▸ Text section
=== Section Start ===
Imagine you’re sitting on a train. You look out the window and see another train on an adjacent track that appears to be moving. But, has your train stopped while the other train is moving, or are you moving while the other train is stopped?
The same sensory experience-viewing a train-can yield two very different perceptions, leading you to feel either a sensation of yourself in motion or a sensation of being stationary while an object moves around you.
Human brains are constantly faced with such ambiguous sensory inputs. In order to resolve the ambiguity and correctly perceive the world, our brains employ a process known as causal inference.
Causal inference is a key to learning, reasoning, and decision making, but researchers currently know little about the neurons involved in the process.
In order to bridge the gap, a team of researchers at the University of Rochester, including Greg DeAngelis, the George Eastman Professor of Brain and Cognitive Sciences, and Ralf Haefner, an assistant professor of brain and cognitive sciences, received a $12.2 million grant award from the National Institutes of Health for a project to better understand how the brain uses causal inference to distinguish self-motion from object motion.
The five-year award is part of the NIH’s Brain Research through Advancing Innovative Neurotechnologies (BRAIN) initiative. The insights generated by the award, which also involves researchers at New York University, Harvard Medical School, Rice University, and the University of Washington, may have important applications in developing treatments and therapies for neural disorders such as autism and schizophrenia, as well as inspire advances in artificial intelligence.
“This NIH BRAIN Initiative Award is the biggest research award in the history of the Department Brain and Cognitive Sciences,” says Duje Tadin, professor and chair of the department at Rochester. “It aims to solve the key question of how our brains interpret the information collected by our senses. This research builds on a longstanding strength of BCS of using computational methods to understand both behavior and underlying neural mechanisms.”
Unraveling a complicated circuit of neurons
Causal inference involves a complicated circuit of neurons and other sensory mechanisms that are not widely understood, DeAngelis says, because “sensory perception works so well most of the time, so we take for granted how difficult of a computational problem it is.”
=== Section End ===
Can you echo the passage on causal inference in the brain, starting at "The five-year award" and ending at "in artificial intelligence.", word for word?

Items from a data source:
=== Section Start ===
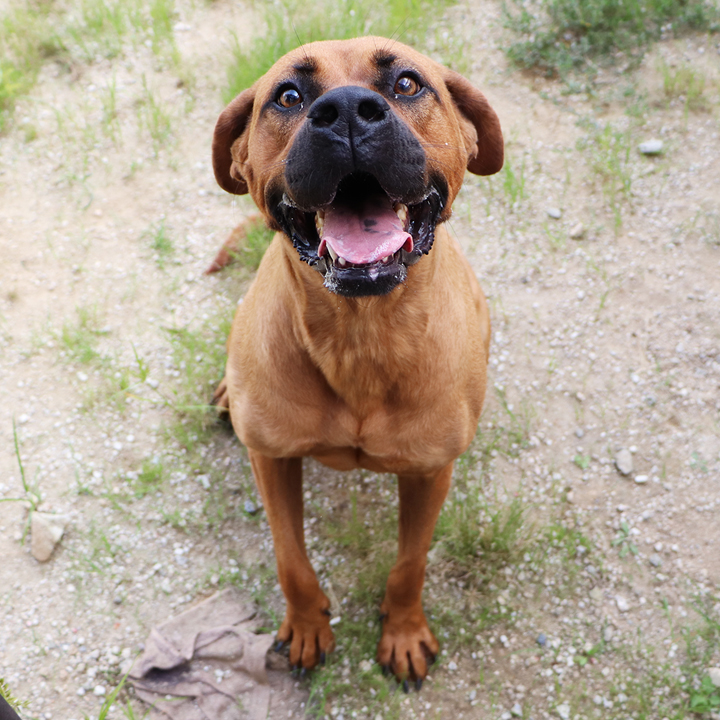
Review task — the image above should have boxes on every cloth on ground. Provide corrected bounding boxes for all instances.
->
[128,588,273,720]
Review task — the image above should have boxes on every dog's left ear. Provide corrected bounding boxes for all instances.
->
[213,87,255,195]
[444,68,504,175]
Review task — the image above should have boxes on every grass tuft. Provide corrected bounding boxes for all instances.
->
[503,0,720,79]
[223,0,453,102]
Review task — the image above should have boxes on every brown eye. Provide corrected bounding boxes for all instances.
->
[395,75,420,95]
[277,88,302,107]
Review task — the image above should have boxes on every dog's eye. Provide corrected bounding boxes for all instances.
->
[277,88,302,107]
[395,75,421,95]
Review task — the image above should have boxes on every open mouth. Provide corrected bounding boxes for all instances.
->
[273,173,444,297]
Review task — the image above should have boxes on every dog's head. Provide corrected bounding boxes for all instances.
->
[213,37,503,296]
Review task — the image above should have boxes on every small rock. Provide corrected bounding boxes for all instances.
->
[638,140,663,155]
[615,448,633,475]
[30,512,68,562]
[570,223,585,240]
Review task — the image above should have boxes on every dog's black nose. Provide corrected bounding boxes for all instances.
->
[308,85,390,135]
=== Section End ===
▸ Task result
The five-year award is part of the NIH’s Brain Research through Advancing Innovative Neurotechnologies (BRAIN) initiative. The insights generated by the award, which also involves researchers at New York University, Harvard Medical School, Rice University, and the University of Washington, may have important applications in developing treatments and therapies for neural disorders such as autism and schizophrenia, as well as inspire advances in artificial intelligence.